The theory of license has its origins in antiquity and is derivative of the authority of the sovereign. The Oxford English Dictionary defines license as “a permit from an authority to own, use, or do something.” Anglo-American common law tradition includes sovereign authorization of exclusive rights through patents, copyrights, licenses, issuances, permits, proprietaries, prerogatives, and other privileges. In the United States, the power to grant and require licenses is balanced by the constitutional protections of federalism. Under the First Amendment, such licenses require carefully crafted legislation and administrative regulations to ensure that their impingement upon guaranteed rights is minimized while the promotion of targeted public policies is maximized.

Licensing powers are concurrently exercised in the United States by federal, state, and local governments. The licensure of business operations through permits is traditionally a state or local power, while regulation of corporate activities is primarily a federal power based on the commerce clause. The regulation of inventions and creative works through copyrights and patents is primarily a federal power enumerated in Article 1, section 8, of the Constitution. This federal power is complemented by state regulation of trade secrets, rights of publicity, and to the extent not limited by federal power, common law copyright protection. Trademarks and trade secrets are regulated by a combination of federal and state authority. The federal government derives from the commerce clause its authority to regulate these types of intellectual property.

Job 1> In the text on licensing, what is the primary basis of the federal power to regulate corporate activities?

Task material>
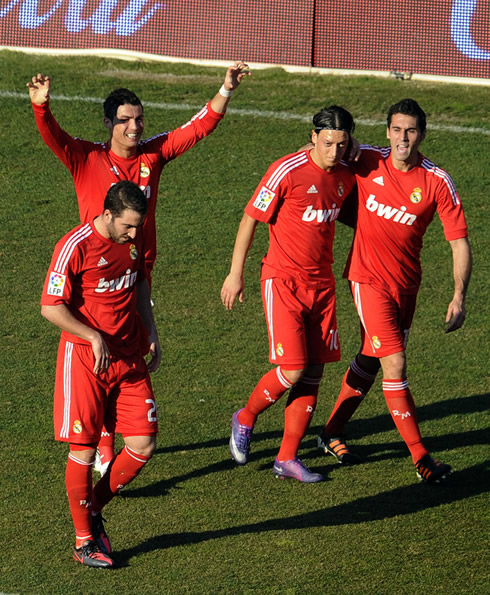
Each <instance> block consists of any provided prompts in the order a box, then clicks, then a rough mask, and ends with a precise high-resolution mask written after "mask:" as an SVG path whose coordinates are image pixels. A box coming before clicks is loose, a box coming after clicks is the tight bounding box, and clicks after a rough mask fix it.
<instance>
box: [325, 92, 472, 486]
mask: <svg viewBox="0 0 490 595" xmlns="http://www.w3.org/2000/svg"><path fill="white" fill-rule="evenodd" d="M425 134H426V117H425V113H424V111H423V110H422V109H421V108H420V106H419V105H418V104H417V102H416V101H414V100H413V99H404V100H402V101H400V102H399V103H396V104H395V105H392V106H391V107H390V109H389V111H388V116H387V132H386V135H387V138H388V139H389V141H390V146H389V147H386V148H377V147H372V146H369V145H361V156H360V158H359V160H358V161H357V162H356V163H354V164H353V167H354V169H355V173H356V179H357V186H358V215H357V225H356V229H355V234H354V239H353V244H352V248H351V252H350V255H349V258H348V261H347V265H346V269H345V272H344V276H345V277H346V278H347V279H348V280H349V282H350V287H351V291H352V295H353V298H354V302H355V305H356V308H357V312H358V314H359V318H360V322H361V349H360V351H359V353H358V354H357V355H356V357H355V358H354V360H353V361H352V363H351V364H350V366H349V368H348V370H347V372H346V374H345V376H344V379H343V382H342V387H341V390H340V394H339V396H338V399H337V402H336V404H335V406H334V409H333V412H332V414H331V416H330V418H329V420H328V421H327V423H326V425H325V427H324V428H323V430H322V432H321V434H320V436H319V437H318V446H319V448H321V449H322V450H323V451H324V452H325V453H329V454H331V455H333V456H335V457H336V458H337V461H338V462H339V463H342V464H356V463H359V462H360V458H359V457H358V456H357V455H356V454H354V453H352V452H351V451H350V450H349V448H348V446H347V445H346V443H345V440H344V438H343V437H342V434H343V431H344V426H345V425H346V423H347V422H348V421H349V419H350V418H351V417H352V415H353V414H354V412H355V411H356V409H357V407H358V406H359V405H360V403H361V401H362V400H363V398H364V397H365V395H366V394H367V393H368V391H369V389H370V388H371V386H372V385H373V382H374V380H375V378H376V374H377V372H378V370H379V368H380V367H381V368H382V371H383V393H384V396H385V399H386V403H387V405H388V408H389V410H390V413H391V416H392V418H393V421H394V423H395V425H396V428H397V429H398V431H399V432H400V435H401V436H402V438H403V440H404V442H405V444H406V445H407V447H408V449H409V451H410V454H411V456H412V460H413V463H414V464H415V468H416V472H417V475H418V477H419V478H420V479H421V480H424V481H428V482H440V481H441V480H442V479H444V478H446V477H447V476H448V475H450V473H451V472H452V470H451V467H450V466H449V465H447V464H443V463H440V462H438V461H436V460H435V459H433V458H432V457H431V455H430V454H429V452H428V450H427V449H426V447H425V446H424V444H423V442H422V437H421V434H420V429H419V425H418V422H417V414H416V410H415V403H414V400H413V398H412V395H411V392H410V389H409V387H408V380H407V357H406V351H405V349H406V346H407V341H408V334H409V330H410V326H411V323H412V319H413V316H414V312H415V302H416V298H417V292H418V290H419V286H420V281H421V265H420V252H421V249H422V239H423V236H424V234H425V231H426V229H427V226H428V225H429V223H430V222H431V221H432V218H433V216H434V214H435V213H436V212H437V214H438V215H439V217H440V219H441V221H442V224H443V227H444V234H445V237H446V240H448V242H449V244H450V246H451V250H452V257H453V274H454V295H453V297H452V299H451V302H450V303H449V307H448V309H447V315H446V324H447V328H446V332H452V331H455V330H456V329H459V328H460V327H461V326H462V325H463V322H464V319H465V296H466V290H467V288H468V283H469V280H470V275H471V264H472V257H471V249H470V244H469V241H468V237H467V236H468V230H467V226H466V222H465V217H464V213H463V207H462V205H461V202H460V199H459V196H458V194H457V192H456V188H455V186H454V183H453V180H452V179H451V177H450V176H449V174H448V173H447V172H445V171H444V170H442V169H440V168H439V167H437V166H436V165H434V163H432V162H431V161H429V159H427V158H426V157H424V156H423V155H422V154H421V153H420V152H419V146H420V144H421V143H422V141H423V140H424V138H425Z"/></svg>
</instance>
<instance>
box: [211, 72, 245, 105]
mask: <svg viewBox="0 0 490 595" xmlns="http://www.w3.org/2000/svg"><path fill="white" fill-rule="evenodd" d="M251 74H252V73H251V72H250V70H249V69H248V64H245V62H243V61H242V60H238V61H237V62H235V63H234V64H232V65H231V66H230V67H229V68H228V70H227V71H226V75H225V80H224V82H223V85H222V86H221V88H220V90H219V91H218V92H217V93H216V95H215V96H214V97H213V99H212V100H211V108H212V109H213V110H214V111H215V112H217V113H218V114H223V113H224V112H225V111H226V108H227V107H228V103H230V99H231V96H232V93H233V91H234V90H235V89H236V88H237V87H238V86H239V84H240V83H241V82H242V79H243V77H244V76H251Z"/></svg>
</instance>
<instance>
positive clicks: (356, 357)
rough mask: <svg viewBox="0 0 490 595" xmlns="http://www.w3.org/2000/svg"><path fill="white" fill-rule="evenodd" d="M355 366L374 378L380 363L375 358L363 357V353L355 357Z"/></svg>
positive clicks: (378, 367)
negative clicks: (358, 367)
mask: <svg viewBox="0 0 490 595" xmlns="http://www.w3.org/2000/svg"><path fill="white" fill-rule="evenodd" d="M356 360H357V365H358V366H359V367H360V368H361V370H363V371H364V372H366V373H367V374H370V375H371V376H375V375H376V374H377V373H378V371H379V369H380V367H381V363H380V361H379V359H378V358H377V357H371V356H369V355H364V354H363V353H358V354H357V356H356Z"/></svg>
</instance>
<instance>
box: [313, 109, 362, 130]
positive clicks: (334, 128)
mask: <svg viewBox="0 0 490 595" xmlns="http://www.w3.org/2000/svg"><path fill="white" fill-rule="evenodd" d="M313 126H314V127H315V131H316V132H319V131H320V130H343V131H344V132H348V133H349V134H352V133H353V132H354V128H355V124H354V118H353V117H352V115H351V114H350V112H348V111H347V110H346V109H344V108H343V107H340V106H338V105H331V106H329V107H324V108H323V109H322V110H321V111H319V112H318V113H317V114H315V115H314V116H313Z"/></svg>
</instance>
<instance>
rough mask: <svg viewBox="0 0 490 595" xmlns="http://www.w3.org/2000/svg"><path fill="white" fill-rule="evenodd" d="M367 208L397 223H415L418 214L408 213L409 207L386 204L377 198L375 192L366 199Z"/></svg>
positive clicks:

Job 2> Give the rows as a numbered list, starting with the first line of the rows and going on through the line with "box: [325, 92, 472, 486]", leaving out blank lines and any pictures.

Exercise solution 1> The commerce clause.

Exercise solution 2>
1. Each <instance> block consists of any provided prompts in the order a box, then clicks, then a rough mask, and ends with a precise high-resolution mask written after "mask:" as an SVG path whose coordinates are image pixels. A box coming before clicks is loose, a box coming after clicks is the tight bounding box, and clicks after a rough mask fix it.
2. <instance>
3. box: [325, 92, 472, 486]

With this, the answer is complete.